## DOCUMENT EXTRACT
▼

Authors: Jonathan Danforth and Michael Garcia, Houston Area Community Services
*Client's name changed to protect privacy.
JN* is a wheelchair-bound, 55 year-old, African American man. He struggled in the midst of poverty and homelessness for most of his life and had found it difficult to find food and a safe and secure place to sleep for the past several years. His physical disability made traveling difficult and he was frequently an easy target for thieves and predators.
JN's situation is unique; born at home in a small country town in South Texas, there was no birth certificate filed to record his birth. Not being able to prove his identity with a birth certificate made JN's life even more difficult. He could not get a government-issued ID card, work a paid full-time job, open a bank account, nor many things that others take for granted. With no proof of identity for the last 55 years, JN has also not been eligible for most social services, including housing programs. Given the circumstances, JN was convinced that his life would end on the streets of Houston.
Through a Coordinated Access referral, an I-Care (1115 Medicaid Waiver) case manager with Houston Area Community Services (HACS) was sent to meet with JN in the grocery store parking lot where he had been living at the time. After hearing the client's story, the caseworker knew that JN's situation was challenging and would require collaboration from multiple entities. After a series of phone calls, referrals, and investigations, the case worker was able to link JN to the Compass for assistance in obtaining identification. Through four months of interagency collaboration and a lot of effort from the client, he was able to obtain a Houston Police Department Homeless Outreach Team (HOT) ID card. Provisions were then made possible by New Hope Housing and the Houston Housing Authority to allow the client to move into his very own Single Room Occupancy (SRO) apartment.

▲

## DATASET EXTRACT

▼

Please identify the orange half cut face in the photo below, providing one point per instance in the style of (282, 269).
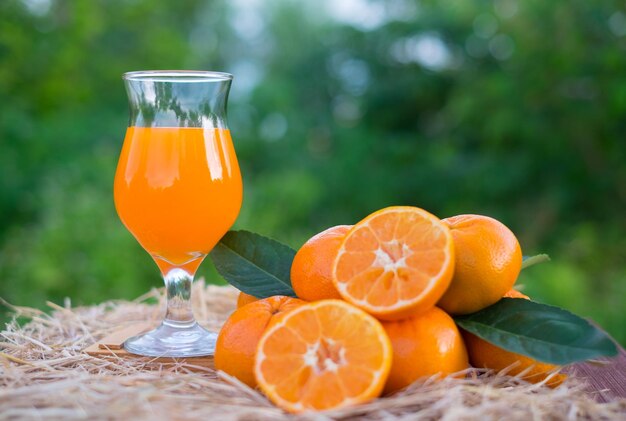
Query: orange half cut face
(395, 263)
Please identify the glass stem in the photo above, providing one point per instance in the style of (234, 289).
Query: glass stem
(178, 285)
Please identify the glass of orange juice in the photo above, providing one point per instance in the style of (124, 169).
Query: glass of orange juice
(177, 190)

▲

## TASK
Name every organization mentioned in the case story that helped JN obtain identification or housing.

## SOLUTION TO THE PROBLEM
- Houston Area Community Services (HACS)
- The Compass
- Houston Police Department Homeless Outreach Team (HOT)
- New Hope Housing
- Houston Housing Authority